Primo mandato, 1862, difende l’Italia sconquassata e agricola sui mercati, come un Draghi fa comprare alla Banca Nazionale del Regno tutti i titoli di stato che il Tesoro stampa, pronto a fare «whatever it takes», senza Corti costituzionali tedesche di mezzo. Fa le ferrovie e privatizza. Poi, secondo mandato, 1864-1865, è il periodo della grande austerità con la famosa tassa sul macinato; sorta di über Tasi-Tares-Imu che fa molto arrabbiare il popolo in era pre-forconi, con conseguenti pieni poteri al generale Cadorna di infierire sulla piazza; poteri datigli dal premier effimero Luigi Federico Menabrea, della famiglia della birra hipster. Terzo mandato, 1869-1873, lotta all’evasione fiscale e nuove tasse. Risultati, eterna nomea di affamatore, e però nel 1876 spunta un pareggio di bilancio (ma Sella è già tornato a casa e ha fondato la sua banca di famiglia, e il Club alpini italiano, Cai, e nel frattempo, torinesemente, negli anni di governo, lettere al fratello Gaudenzio, a capo dell’impero della lana: che non si venda neanche un gomitolo allo Stato, per carità, non sia mai che si rischi un conflitto di interessi).

▶ _Informazioni mostrate_:

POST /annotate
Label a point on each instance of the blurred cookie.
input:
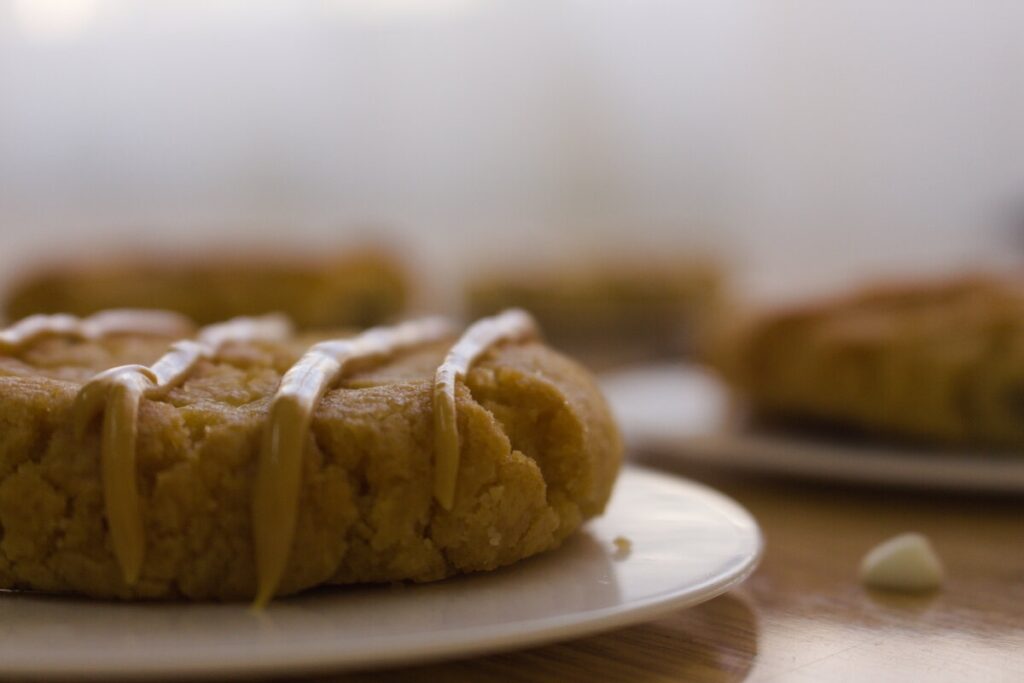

* * *

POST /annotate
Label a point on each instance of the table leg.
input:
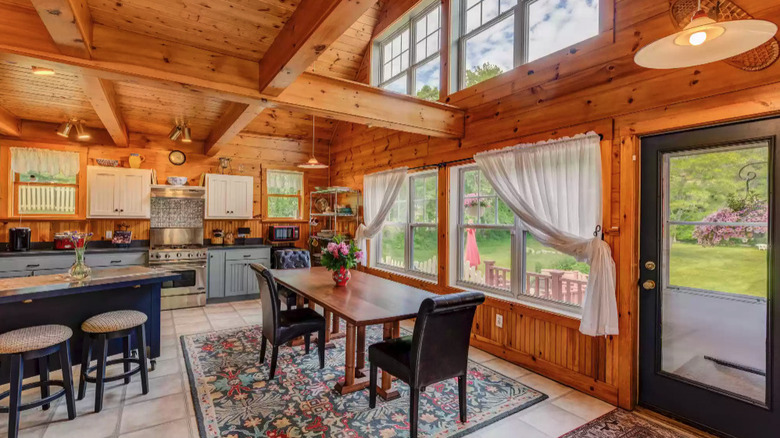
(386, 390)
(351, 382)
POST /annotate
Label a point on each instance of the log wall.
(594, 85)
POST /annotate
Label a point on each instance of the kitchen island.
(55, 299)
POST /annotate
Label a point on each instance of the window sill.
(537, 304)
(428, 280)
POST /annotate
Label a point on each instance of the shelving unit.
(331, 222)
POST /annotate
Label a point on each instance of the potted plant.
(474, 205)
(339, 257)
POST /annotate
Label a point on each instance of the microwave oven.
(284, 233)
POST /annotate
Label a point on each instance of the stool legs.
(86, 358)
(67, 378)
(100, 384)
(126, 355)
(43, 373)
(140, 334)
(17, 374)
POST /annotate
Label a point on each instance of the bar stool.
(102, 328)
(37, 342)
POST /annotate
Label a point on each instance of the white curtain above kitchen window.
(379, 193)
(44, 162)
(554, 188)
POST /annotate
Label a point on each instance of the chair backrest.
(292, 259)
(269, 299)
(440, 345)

▶ _Richiesta 1_: Elenca tutte le persone nominate nel testo sui mandati di Sella.
▶ _Richiesta 2_: Traduci in inglese questa frase del testo sui mandati di Sella: "Terzo mandato, 1869-1873, lotta all’evasione fiscale e nuove tasse."
▶ _Richiesta 3_: Riprendi il testo sui mandati di Sella dopo l'ultima frase e proseguilo per qualche frase.
Le righe riportate sono materiale a sé, distinto dal testo.

▶ _Risposta attesa 1_: Draghi, Cadorna, Luigi Federico Menabrea, Sella, Gaudenzio

▶ _Risposta attesa 2_: Third term, 1869-1873: the fight against tax evasion and new taxes.

▶ _Risposta attesa 3_:
Costumi molto sabaudi, sempre. E forse anche troppo; giansenismi nella Langa. Dai diari di giovinezza: «Esperimento sulla mia costanza. Voglio levarmi appena svegliato, e studiare fino all’ora di ripetizione nei giorni di lavoro; quindi venire dopo la scuola di Plana eccetto che dovessi andare in Biblioteca a casa, e studiare fino all’ora di pranzo, quindi dormire fino alle 7 e mezzo e studiare dalle otto a mezzanotte, e questo nel giovedì e nel sabbato. Venerdì poi voglio studiare fino all’ora di colazione, quindi rimettermi alle undeci, e studiare fino all’ora di pranzo, quindi come al solita. Domenica studio fino all’ora di congregazione, studio fino all’ora di pranzo, dormo fino alle cinque e studio fino alle 12». Insomma certi masochismi e certe claustrofilie che devono essere un topos altoborghese locale, se il vicino di casa marchese Alfieri di Sostegno si faceva legare poco prima alla sua sedia col suo celebre «volli, sempre volli». Ma Sella fa anche di più, va a vivere anche nei boschi: prima di diventare ministro con un suo amico carissimo Felice Giordano, geologo, forse con scenari inediti alla Brokeback Mountain, partono per la Sassonia per studiare come si fabbrica il carbone e non contenti di ciò che vedono in miniere e fonderie, «costruirono una capanna nei boschi presso Kiefersbeek, nella regione dell’Harz», dove vissero per mesi «facendo la vita dei carbonai».
Intanto però la vicenda selliana in tempi di riccometri e Tasi può essere anche utile per un tour a tema parsimonia perduta, gratuito, alle spalle della stazione Termini, (magari nel weekend di doppie beatificazioni papali, partendo dalla statuona-wc di Wojityla alla stazione) in quel quartiere Macao voluto dai piemontesi tirchi e un po’ massoni per le proprie nuove classi dirigenti che in realtà lo avrebbero amato pochissimo.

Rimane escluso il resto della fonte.